* _DESCRIPTION OF THE TASK_: In the entries below, print exactly the lines from the first through the one with "x=406 y=634", both included, and none of the pictures.

* _INPUT FOR THIS TASK_:
════════

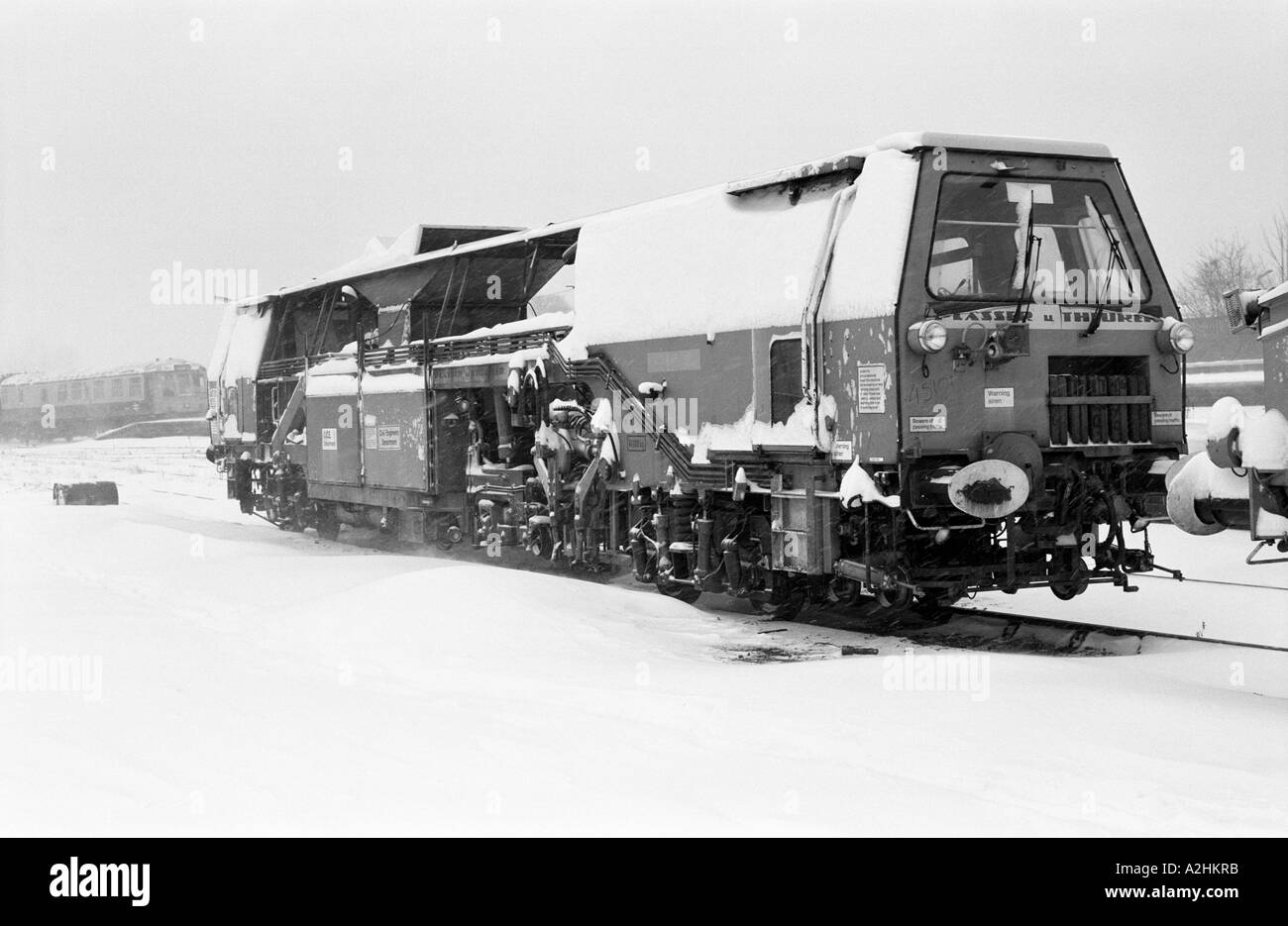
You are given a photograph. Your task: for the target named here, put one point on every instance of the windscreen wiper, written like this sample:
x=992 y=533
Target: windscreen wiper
x=1020 y=314
x=1116 y=257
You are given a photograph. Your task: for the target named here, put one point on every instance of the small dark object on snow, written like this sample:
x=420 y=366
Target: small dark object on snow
x=85 y=493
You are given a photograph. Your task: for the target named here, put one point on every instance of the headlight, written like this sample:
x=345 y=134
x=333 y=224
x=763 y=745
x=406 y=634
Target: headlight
x=927 y=338
x=1176 y=338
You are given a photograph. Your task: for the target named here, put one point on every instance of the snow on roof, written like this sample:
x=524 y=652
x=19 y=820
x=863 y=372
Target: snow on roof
x=1017 y=145
x=912 y=141
x=550 y=320
x=156 y=365
x=378 y=257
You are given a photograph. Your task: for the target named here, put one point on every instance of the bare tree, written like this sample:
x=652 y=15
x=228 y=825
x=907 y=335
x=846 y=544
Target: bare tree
x=1275 y=239
x=1222 y=264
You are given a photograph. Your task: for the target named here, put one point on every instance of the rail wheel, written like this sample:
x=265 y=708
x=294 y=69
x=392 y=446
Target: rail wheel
x=785 y=601
x=1072 y=577
x=327 y=524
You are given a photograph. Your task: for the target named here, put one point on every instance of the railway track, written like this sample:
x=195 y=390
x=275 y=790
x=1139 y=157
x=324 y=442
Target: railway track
x=957 y=625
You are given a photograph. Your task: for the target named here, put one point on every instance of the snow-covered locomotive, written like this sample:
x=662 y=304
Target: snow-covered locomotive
x=1240 y=479
x=932 y=365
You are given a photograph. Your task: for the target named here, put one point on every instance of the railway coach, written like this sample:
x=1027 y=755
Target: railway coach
x=927 y=367
x=88 y=402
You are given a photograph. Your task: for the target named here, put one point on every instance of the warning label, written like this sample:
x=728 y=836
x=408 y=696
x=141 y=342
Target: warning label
x=930 y=423
x=871 y=386
x=389 y=438
x=1000 y=398
x=927 y=424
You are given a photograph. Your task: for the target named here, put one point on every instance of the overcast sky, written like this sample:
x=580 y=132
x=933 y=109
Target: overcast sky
x=278 y=137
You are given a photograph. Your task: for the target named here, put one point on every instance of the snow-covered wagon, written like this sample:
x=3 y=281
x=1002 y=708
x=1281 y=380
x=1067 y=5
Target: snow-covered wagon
x=931 y=365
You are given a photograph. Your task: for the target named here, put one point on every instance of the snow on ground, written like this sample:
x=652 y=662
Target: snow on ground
x=259 y=681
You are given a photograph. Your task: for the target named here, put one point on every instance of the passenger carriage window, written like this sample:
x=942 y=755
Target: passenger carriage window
x=785 y=377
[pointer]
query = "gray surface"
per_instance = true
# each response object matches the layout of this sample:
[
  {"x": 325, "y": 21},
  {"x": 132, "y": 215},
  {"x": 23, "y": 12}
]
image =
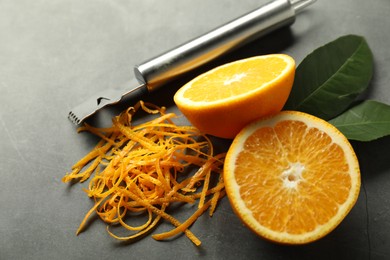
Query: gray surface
[{"x": 54, "y": 54}]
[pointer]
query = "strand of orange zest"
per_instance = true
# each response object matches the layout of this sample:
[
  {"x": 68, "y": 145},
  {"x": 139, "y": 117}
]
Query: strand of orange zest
[{"x": 139, "y": 171}]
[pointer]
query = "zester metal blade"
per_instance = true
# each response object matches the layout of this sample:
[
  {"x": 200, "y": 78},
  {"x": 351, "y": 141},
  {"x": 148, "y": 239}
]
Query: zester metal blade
[{"x": 104, "y": 98}]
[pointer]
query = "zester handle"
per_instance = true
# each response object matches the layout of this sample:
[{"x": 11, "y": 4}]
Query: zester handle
[{"x": 159, "y": 70}]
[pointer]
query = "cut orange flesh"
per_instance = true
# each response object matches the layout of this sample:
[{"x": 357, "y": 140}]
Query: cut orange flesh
[
  {"x": 223, "y": 100},
  {"x": 291, "y": 178}
]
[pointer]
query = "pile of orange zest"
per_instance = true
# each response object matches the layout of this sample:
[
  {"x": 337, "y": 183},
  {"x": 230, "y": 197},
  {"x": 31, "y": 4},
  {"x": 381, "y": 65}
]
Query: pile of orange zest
[{"x": 145, "y": 168}]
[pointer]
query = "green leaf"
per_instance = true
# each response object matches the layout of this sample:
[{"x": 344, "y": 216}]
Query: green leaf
[
  {"x": 329, "y": 79},
  {"x": 367, "y": 121}
]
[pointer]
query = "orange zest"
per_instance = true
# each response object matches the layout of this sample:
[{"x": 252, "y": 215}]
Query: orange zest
[
  {"x": 144, "y": 169},
  {"x": 291, "y": 178}
]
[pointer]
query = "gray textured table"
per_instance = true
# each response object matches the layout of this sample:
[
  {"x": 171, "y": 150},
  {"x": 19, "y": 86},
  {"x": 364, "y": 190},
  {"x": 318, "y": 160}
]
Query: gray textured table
[{"x": 54, "y": 54}]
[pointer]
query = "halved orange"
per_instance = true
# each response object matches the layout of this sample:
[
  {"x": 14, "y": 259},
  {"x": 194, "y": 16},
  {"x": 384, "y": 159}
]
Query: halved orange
[
  {"x": 292, "y": 177},
  {"x": 223, "y": 100}
]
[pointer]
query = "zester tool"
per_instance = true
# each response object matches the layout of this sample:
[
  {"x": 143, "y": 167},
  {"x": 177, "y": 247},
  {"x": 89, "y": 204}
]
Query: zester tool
[{"x": 156, "y": 72}]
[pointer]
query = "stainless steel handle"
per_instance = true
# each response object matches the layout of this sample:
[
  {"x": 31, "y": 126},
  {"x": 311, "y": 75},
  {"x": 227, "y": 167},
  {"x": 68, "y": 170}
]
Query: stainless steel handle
[{"x": 188, "y": 56}]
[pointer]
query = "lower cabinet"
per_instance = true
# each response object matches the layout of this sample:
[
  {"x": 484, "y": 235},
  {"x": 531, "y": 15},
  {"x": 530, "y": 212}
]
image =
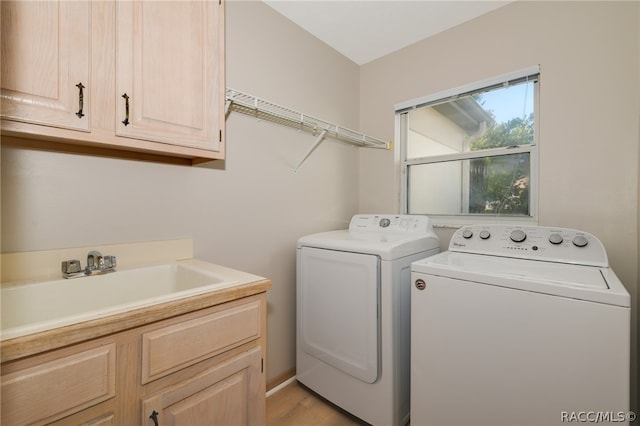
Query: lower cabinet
[
  {"x": 201, "y": 368},
  {"x": 227, "y": 394}
]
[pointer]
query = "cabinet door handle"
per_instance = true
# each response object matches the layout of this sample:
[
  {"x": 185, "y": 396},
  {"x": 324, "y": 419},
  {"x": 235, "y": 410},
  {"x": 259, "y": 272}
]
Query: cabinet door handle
[
  {"x": 80, "y": 86},
  {"x": 126, "y": 108}
]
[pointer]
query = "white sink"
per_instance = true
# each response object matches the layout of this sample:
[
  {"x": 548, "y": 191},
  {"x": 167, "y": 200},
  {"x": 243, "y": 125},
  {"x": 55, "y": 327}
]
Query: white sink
[{"x": 33, "y": 307}]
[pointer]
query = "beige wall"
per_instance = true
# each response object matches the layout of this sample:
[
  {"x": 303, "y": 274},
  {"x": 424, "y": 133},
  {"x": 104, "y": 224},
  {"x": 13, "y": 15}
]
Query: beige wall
[
  {"x": 245, "y": 213},
  {"x": 589, "y": 112}
]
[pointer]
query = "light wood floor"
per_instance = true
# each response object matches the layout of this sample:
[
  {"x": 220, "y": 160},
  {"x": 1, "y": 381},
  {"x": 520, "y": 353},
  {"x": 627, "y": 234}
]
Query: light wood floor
[{"x": 295, "y": 405}]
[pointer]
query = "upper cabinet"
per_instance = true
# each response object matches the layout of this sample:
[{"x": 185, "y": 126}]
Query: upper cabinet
[
  {"x": 117, "y": 76},
  {"x": 45, "y": 63},
  {"x": 168, "y": 76}
]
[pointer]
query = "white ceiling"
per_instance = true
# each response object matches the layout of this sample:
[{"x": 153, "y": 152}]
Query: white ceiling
[{"x": 365, "y": 30}]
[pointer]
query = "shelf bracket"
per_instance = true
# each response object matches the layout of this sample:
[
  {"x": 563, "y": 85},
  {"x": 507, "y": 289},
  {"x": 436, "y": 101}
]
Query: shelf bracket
[{"x": 318, "y": 141}]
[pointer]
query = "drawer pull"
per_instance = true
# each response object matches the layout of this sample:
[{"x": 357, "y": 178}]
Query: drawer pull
[
  {"x": 80, "y": 86},
  {"x": 154, "y": 417},
  {"x": 126, "y": 108}
]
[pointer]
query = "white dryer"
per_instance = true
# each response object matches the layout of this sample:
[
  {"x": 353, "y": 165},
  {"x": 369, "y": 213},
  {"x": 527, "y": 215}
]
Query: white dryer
[
  {"x": 353, "y": 302},
  {"x": 519, "y": 326}
]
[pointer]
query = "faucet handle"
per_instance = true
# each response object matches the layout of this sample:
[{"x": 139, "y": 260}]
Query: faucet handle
[
  {"x": 71, "y": 266},
  {"x": 109, "y": 262}
]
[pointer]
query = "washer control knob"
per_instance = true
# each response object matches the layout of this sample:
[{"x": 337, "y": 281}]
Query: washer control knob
[
  {"x": 518, "y": 236},
  {"x": 580, "y": 241},
  {"x": 555, "y": 239}
]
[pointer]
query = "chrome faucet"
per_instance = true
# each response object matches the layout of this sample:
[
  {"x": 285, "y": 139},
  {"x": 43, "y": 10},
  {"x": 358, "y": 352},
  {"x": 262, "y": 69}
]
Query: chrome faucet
[{"x": 96, "y": 264}]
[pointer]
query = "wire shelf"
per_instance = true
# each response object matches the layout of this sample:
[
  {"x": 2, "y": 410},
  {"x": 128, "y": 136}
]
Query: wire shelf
[{"x": 266, "y": 110}]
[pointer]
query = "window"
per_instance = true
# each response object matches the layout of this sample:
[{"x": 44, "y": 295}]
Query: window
[{"x": 473, "y": 150}]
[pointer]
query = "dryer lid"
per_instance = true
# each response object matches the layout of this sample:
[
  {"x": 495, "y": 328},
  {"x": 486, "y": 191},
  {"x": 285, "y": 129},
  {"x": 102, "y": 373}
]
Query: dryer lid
[{"x": 387, "y": 236}]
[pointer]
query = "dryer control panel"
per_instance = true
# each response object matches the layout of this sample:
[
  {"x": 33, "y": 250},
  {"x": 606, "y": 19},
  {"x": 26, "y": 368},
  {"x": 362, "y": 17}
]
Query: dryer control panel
[
  {"x": 531, "y": 242},
  {"x": 390, "y": 223}
]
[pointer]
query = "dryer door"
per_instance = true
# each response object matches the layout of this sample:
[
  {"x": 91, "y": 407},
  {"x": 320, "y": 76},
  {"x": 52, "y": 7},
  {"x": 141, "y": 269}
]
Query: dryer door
[{"x": 338, "y": 308}]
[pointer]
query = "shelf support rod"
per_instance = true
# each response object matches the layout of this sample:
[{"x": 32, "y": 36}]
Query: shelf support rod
[{"x": 318, "y": 141}]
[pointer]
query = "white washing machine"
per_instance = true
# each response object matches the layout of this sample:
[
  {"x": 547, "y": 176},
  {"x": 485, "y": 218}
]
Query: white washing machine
[
  {"x": 519, "y": 326},
  {"x": 353, "y": 331}
]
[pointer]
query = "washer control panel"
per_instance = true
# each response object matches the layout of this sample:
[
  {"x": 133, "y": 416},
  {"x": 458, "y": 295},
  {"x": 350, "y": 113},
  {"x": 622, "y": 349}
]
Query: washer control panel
[
  {"x": 531, "y": 242},
  {"x": 390, "y": 223}
]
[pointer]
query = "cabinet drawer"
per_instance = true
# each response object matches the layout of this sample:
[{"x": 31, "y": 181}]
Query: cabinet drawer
[
  {"x": 59, "y": 388},
  {"x": 177, "y": 346}
]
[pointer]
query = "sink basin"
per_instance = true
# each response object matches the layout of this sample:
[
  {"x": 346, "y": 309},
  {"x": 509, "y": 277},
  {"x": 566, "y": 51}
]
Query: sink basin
[{"x": 39, "y": 306}]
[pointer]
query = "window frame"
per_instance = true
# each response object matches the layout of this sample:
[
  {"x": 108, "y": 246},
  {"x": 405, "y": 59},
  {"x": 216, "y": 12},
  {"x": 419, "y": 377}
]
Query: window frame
[{"x": 401, "y": 126}]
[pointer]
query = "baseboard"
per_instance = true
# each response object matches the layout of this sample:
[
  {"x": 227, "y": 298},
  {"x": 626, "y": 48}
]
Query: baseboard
[{"x": 281, "y": 381}]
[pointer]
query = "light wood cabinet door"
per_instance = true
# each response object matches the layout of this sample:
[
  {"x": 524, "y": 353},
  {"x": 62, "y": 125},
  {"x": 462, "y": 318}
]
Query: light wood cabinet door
[
  {"x": 45, "y": 62},
  {"x": 170, "y": 72},
  {"x": 228, "y": 394}
]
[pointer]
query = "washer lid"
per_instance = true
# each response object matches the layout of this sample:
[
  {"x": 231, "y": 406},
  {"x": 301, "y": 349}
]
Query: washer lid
[{"x": 566, "y": 280}]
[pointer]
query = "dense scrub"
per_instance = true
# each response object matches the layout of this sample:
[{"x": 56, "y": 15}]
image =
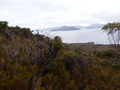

════════

* _RESPONSE_:
You are given a photograph. Your task: for the target named here, put one point on every instance of the windscreen wiper, written like this sample:
x=992 y=533
Target: windscreen wiper
x=1020 y=314
x=1116 y=257
You are given a photograph. Your task: for the target named here, put one point on every instance of the small dark object on snow, written like this sample:
x=420 y=366
Target: small dark object on snow
x=85 y=493
You are given a photograph. Your task: for the target named here, put one point on every instance of the headlight, written like this sample:
x=345 y=134
x=333 y=224
x=763 y=745
x=406 y=634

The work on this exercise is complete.